PAGE
Happpened to be down in Mornington today and despite "checking in" foursquare wouldn't unlock the deal on the iPhone, the staff argued with me that it must be my service provider and they needed to see the unlock screen, the store manager came and i had to show him i had checked in and then they said they wouldn't normally allow it but they would this time. Crap.

I grabbed 4 separate leffe blondes as that had a 4 pack price tag and then the cheeky prick tried to tell me that was no go cause it the deal wouldn't work without a cardboard pack barcode. So i argued about it not being my fault there system was crap and they shouldn't have a 4 pack price if you can buy a 4 pack. 

After a half hour ordeal walked out with 4 leffe blonde for $10.

Lot of bullsh*t as there is a first choice right next to work i'll be badgering staff again tomorrow.

Pointing dataset records
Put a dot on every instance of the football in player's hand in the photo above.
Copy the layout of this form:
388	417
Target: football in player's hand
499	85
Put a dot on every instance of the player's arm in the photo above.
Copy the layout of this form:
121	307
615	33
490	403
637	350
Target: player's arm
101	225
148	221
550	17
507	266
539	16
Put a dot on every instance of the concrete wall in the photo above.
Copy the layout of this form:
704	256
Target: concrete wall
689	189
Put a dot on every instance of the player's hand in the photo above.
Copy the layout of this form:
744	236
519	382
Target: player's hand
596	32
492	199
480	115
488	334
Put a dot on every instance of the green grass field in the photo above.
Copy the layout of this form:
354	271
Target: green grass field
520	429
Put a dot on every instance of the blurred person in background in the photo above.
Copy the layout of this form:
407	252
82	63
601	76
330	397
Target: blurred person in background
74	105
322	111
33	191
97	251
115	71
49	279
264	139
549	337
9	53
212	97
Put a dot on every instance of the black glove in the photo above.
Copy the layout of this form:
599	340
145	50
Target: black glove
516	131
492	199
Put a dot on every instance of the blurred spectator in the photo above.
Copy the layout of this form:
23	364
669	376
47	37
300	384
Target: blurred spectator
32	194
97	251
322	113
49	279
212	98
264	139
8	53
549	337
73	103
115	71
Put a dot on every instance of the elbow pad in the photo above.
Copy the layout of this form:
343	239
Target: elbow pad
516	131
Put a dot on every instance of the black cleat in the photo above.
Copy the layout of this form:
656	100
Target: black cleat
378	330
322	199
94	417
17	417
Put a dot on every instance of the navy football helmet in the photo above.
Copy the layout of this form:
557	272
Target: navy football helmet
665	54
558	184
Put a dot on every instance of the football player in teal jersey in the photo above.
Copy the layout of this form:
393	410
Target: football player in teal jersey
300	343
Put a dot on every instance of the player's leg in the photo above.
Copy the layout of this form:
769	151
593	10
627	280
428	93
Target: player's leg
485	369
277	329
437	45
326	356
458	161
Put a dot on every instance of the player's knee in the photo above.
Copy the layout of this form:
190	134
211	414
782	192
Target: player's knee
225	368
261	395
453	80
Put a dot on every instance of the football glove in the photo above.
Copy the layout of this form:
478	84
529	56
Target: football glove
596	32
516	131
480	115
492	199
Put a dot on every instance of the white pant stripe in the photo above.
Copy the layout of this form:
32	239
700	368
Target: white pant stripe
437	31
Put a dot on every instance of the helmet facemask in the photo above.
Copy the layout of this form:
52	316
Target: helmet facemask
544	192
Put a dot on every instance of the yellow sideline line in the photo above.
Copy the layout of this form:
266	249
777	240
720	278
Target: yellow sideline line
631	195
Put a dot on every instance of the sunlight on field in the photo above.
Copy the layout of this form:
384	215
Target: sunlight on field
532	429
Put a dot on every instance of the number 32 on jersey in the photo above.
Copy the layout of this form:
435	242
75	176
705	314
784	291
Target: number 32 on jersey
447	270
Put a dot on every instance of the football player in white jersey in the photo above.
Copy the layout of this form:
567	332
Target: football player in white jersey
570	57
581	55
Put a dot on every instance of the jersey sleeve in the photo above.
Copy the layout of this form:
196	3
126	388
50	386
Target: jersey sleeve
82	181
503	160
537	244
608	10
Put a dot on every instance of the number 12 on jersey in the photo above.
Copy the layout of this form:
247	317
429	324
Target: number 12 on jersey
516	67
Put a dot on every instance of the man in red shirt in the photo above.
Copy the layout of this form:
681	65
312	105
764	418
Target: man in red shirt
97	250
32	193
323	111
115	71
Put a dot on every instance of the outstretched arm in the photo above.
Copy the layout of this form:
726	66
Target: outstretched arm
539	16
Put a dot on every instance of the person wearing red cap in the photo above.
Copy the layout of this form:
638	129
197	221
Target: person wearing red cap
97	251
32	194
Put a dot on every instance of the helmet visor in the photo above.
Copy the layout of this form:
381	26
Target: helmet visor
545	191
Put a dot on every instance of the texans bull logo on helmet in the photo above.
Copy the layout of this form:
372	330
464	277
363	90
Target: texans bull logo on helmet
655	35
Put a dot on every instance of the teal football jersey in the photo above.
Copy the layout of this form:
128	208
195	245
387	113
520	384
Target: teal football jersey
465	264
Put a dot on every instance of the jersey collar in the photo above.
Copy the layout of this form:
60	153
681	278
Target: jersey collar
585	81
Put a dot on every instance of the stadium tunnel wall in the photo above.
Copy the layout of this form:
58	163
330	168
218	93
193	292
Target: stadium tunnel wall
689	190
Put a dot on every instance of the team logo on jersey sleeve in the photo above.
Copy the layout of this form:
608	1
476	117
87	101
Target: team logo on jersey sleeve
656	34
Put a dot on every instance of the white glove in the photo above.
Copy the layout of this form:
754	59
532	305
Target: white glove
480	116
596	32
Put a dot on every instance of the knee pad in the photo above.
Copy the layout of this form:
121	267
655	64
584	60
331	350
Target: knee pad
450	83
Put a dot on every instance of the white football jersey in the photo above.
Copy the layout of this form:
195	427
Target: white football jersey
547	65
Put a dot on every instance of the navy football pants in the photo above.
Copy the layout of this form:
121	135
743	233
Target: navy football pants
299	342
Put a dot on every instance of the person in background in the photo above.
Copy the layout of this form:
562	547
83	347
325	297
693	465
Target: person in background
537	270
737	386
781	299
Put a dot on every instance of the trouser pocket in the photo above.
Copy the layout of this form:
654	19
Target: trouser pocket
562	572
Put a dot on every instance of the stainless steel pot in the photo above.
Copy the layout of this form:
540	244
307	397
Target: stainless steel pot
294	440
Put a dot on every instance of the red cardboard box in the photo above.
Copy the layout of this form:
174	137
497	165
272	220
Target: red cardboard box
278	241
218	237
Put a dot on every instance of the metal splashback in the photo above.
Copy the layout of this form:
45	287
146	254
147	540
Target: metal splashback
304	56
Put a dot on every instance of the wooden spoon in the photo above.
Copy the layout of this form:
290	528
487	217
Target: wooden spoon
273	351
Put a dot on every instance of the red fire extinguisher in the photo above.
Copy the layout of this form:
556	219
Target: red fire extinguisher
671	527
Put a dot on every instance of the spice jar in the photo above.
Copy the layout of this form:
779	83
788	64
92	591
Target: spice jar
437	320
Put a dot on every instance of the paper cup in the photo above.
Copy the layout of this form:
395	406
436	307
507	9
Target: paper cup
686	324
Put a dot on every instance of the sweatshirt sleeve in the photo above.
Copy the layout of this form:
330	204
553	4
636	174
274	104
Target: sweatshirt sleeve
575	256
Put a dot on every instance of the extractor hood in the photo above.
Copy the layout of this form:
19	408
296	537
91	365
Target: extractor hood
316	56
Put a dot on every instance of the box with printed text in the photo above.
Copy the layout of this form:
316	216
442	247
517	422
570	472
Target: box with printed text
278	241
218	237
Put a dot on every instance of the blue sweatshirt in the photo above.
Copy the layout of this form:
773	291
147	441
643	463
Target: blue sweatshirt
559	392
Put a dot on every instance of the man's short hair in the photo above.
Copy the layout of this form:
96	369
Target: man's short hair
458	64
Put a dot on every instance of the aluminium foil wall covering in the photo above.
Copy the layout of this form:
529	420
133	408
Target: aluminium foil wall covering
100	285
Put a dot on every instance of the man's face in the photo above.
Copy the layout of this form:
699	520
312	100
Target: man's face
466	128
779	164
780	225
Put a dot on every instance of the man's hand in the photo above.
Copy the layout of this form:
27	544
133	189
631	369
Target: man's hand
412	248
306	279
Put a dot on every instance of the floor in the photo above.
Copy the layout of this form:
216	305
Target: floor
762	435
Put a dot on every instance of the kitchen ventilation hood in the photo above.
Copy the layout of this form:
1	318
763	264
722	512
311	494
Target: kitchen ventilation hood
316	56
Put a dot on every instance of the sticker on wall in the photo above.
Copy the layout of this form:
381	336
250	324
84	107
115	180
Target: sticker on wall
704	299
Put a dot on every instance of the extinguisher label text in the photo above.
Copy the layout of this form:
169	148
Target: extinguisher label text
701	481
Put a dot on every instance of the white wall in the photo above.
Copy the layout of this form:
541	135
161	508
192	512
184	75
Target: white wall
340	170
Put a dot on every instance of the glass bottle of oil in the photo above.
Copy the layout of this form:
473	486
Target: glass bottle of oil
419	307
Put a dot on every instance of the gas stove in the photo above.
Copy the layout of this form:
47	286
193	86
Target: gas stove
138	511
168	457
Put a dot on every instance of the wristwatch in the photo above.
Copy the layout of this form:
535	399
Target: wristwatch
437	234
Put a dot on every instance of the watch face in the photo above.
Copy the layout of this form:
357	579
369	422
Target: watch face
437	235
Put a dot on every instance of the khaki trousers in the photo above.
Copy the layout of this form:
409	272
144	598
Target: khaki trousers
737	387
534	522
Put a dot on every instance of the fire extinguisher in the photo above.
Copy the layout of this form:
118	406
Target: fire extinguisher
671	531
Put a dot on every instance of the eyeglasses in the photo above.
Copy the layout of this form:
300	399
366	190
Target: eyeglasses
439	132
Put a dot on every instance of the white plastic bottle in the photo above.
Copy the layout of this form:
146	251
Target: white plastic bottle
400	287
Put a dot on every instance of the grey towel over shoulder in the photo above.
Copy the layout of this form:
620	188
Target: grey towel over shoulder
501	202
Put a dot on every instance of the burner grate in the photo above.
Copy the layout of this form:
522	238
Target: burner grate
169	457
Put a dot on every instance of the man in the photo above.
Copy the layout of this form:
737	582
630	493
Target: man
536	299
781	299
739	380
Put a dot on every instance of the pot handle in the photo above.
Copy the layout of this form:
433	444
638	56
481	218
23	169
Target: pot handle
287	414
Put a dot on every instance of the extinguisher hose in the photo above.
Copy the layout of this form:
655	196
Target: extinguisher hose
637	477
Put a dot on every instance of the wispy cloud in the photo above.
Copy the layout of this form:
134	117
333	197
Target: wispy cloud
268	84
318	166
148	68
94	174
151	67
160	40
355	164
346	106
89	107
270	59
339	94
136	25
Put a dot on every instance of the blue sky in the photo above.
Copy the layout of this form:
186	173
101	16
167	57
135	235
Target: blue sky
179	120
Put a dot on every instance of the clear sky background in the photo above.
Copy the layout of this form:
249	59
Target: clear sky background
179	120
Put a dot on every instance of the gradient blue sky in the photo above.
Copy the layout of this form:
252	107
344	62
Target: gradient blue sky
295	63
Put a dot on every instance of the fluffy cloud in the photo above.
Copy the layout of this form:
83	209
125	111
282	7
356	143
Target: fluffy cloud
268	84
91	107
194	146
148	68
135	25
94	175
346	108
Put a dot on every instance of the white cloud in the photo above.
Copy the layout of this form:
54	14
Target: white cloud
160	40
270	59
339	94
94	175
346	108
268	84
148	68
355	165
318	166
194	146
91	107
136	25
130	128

WRITTEN REQUEST
Answer the following questions using the post about the foursquare deal.
(a) In what location was the writer when the deal failed to unlock on the iPhone?
(b) What did the staff member claim the deal could not work without?
(c) What did the writer leave with, and at what price?

EXERCISE OUTPUT
(a) Mornington.
(b) A cardboard pack barcode.
(c) Four Leffe Blondes, for $10.